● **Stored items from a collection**
#####

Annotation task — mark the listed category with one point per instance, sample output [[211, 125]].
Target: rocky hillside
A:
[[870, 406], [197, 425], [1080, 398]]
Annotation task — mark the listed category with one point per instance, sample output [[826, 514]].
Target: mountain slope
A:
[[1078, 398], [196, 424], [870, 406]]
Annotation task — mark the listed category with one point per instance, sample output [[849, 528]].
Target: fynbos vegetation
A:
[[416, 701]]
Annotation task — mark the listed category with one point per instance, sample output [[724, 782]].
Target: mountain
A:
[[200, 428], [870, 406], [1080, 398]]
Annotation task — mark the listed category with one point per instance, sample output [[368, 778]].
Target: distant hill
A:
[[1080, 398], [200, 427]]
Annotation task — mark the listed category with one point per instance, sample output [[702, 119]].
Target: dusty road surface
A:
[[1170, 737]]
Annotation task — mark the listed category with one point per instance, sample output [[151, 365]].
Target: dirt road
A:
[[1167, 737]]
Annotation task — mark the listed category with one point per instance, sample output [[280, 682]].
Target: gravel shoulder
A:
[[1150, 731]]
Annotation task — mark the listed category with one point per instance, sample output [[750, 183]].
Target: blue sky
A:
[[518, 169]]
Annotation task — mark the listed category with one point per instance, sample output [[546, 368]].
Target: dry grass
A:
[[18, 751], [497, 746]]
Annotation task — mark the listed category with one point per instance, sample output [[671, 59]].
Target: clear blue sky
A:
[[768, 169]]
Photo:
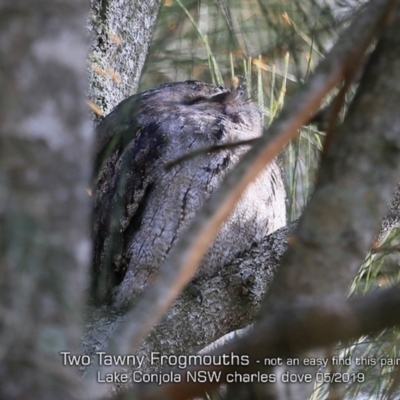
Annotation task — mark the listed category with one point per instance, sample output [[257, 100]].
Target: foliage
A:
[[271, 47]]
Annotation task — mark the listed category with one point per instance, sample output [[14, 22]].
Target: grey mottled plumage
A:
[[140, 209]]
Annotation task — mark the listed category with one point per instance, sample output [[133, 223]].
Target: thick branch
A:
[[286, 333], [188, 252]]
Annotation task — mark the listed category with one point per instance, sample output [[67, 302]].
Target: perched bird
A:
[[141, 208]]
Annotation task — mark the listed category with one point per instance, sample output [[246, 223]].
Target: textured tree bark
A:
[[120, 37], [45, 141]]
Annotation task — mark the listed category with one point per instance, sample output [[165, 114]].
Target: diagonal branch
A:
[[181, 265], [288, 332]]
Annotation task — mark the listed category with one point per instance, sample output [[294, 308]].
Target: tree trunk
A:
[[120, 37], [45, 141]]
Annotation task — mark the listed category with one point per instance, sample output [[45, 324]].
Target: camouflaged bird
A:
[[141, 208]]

#####

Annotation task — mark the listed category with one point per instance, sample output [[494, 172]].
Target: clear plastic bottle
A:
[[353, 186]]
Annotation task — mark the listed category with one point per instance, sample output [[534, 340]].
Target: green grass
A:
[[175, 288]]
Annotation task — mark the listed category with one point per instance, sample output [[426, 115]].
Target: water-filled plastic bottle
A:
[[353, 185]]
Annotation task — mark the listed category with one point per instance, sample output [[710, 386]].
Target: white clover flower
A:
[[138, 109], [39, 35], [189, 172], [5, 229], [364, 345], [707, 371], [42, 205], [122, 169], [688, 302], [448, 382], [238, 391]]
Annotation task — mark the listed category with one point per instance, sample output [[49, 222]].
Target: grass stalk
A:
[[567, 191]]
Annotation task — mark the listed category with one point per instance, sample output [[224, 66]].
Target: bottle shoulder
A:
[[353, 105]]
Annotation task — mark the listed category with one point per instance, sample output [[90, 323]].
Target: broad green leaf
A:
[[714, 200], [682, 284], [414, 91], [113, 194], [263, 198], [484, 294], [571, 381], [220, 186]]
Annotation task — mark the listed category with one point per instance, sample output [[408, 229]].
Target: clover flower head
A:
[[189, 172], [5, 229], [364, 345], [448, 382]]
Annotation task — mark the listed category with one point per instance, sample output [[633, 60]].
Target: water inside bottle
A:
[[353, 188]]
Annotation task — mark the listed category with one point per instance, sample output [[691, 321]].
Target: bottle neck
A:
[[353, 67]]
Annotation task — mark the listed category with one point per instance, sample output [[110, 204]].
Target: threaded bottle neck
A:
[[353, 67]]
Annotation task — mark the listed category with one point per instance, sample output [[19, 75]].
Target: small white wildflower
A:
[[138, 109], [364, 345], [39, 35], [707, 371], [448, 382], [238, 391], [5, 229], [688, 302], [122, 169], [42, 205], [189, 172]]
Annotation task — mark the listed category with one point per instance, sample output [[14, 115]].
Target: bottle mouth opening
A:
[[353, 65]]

#####

● **THE TASK**
Return exactly the lines above from the line that has "output [[211, 125]]." through the line that has "output [[849, 528]].", inclusive, and nothing else.

● **SOLUTION TO THE EXERCISE**
Annotation task — mark the listed category with one point per instance, sample output [[211, 125]].
Target: rocky hillside
A:
[[870, 406], [197, 425], [1080, 398]]
Annotation task — mark the listed category with one point per instance, sample output [[826, 514]].
Target: mountain slope
A:
[[1078, 398], [196, 424], [870, 406]]
Annotation task — mark the listed category with one point per instance, sample output [[849, 528]].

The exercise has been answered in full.